## Work required
Repeat the records. Each line must match exactly.

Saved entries

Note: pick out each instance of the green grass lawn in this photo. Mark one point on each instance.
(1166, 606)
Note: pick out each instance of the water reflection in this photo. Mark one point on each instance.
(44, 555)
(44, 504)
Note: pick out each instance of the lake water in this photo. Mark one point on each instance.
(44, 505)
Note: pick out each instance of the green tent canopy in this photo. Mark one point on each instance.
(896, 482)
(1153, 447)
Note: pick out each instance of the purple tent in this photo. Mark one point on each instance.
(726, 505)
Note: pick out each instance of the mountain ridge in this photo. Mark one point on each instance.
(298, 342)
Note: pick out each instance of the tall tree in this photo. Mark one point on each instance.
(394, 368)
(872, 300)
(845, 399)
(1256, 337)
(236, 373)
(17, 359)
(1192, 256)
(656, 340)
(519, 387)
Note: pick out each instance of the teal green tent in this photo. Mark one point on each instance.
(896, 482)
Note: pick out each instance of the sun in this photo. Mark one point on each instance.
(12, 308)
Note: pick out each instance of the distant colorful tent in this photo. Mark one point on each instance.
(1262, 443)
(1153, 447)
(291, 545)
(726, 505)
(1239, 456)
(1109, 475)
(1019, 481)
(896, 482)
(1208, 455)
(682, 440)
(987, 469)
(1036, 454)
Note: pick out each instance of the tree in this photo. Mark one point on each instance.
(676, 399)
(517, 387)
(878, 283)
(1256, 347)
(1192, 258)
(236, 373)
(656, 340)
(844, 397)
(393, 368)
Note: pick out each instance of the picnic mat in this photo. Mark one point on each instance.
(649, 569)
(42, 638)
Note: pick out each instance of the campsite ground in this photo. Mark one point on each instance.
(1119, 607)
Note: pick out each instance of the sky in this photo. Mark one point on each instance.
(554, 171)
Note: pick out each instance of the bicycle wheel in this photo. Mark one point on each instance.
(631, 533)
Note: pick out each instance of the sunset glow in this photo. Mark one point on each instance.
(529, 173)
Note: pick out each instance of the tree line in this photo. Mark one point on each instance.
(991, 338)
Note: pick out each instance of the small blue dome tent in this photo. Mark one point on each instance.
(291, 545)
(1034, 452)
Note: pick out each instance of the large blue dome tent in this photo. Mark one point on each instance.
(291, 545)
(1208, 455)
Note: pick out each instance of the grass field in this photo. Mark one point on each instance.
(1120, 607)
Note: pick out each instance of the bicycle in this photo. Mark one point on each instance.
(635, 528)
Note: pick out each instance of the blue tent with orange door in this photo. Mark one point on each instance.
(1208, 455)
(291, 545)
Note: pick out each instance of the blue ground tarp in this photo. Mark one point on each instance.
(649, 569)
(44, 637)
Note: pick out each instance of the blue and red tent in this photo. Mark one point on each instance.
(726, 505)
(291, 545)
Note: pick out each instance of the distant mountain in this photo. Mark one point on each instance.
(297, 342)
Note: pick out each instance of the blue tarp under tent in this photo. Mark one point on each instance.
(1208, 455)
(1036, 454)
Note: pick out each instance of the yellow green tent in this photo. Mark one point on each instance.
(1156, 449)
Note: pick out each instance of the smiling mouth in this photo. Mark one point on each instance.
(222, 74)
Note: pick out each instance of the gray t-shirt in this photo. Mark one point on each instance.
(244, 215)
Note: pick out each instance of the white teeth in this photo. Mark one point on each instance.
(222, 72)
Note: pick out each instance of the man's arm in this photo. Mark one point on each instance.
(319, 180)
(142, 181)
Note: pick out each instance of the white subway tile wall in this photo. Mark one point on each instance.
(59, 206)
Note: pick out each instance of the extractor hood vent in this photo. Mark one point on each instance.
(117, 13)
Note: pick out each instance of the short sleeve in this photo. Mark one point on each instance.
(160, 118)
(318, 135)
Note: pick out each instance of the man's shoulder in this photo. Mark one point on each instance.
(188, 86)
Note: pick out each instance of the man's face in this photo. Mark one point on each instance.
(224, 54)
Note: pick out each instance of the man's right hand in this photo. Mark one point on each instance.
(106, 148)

## Response below
Note: pick out each instance of the green grass lawn in this photo. Mark one point on each instance.
(1166, 606)
Note: pick out each instance of the water reflection in this photo. Mark one point on each instance.
(44, 555)
(44, 504)
Note: pick out each instance of the lake water in this photo. Mark one point on each instance.
(44, 505)
Note: pick out each instance of the green tent canopy in this photo. Mark one point on each instance.
(896, 482)
(1153, 447)
Note: pick out each instance of the purple tent in this photo. Mark one point on each instance.
(726, 505)
Note: pick out each instance of the mountain ridge in this photo. Mark one point on each instance.
(298, 342)
Note: pick out each instance of the tall tree in this photo. Mark one point on each instance.
(394, 368)
(872, 300)
(845, 399)
(1256, 337)
(236, 373)
(17, 359)
(1192, 256)
(656, 340)
(519, 387)
Note: pick out each instance of the teal green tent in this photo. Mark one point on each instance.
(896, 482)
Note: pick out each instance of the sun in this photo. Mark one point on each instance.
(12, 308)
Note: pick out each instance of the distant colorful tent in this photo. Mark one point on each instance.
(1262, 443)
(1153, 447)
(291, 545)
(726, 505)
(1239, 456)
(1109, 475)
(1019, 481)
(896, 482)
(1208, 455)
(682, 440)
(987, 469)
(1036, 454)
Note: pick out each instance of the tree in this photo. Mark one point on each instance.
(676, 399)
(517, 387)
(878, 283)
(1256, 347)
(1192, 258)
(236, 373)
(656, 340)
(844, 397)
(393, 368)
Note: pick out each instance of the picnic mat in this photo. Mark one point on each instance.
(649, 569)
(42, 638)
Note: pick out each instance of the campsite ground in this photo. Mark one point on each instance.
(1119, 607)
Note: pick out each instance of the sky in this photo. Mark one point on each instance.
(554, 171)
Note: pick out each instance of the bicycle wheel in this photo. Mark one point on each instance.
(631, 533)
Note: pick out each instance of the sunset glow in this photo. Mark one point on each instance.
(529, 173)
Note: pick out each instance of the tree line in this photo. Mark one point on each instance.
(991, 338)
Note: pick out each instance of the small blue dome tent in this photo. Mark one point on each instance.
(291, 545)
(1034, 452)
Note: pick out each instance of the large blue dome tent in this photo. Mark one point on each instance.
(291, 545)
(1208, 455)
Note: pick out each instance of the grass field in this photo. Mark one point on each instance.
(1120, 607)
Note: pick out each instance of the bicycle in this photo. Mark one point on each instance.
(635, 528)
Note: pick out each instance of the blue tent with orange door in this photo. Mark one point on each instance.
(1208, 455)
(291, 545)
Note: pick out each instance of the blue ground tarp in this photo. Mark one point on each instance.
(649, 569)
(44, 637)
Note: pick out each instance of the blue and red tent in this photo. Mark one point on each instance.
(726, 505)
(291, 545)
Note: pick out each instance of the distant mountain in this photo. Mark one point on each instance.
(297, 342)
Note: pick out each instance of the blue tarp under tent in this photo. Mark one point on each instance.
(1208, 455)
(1036, 454)
Note: pick out each instance of the yellow green tent in this photo. Mark one point on each instance.
(1156, 449)
Note: pick out each instance of the smiling mouth in this photo. Mark one point on each instance.
(222, 74)
Note: pick out each instance of the gray t-shirt in this photo. Mark one point on each instance.
(244, 215)
Note: pick out each instance of the white teeth in this photo. Mark one point on each instance.
(222, 72)
Note: pick out each instance of the man's arm in this photo. Mark one point on each instance.
(319, 180)
(142, 181)
Note: pick out each instance of the white subway tile wall in this photo. Mark one point on each instance.
(59, 206)
Note: pick out each instance of the extractor hood vent in this photo. Mark one point on each instance.
(117, 13)
Note: pick out each instance of the short sleeve in this photo. Mark one point on each instance.
(160, 118)
(318, 135)
Note: pick out each instance of the man's shoulder in this photo. Mark one point on each instance.
(188, 86)
Note: pick out each instance of the man's face in this photo. Mark one point on each instance.
(224, 54)
Note: pick out each instance of the man's right hand in this photo. Mark one point on each instance.
(106, 148)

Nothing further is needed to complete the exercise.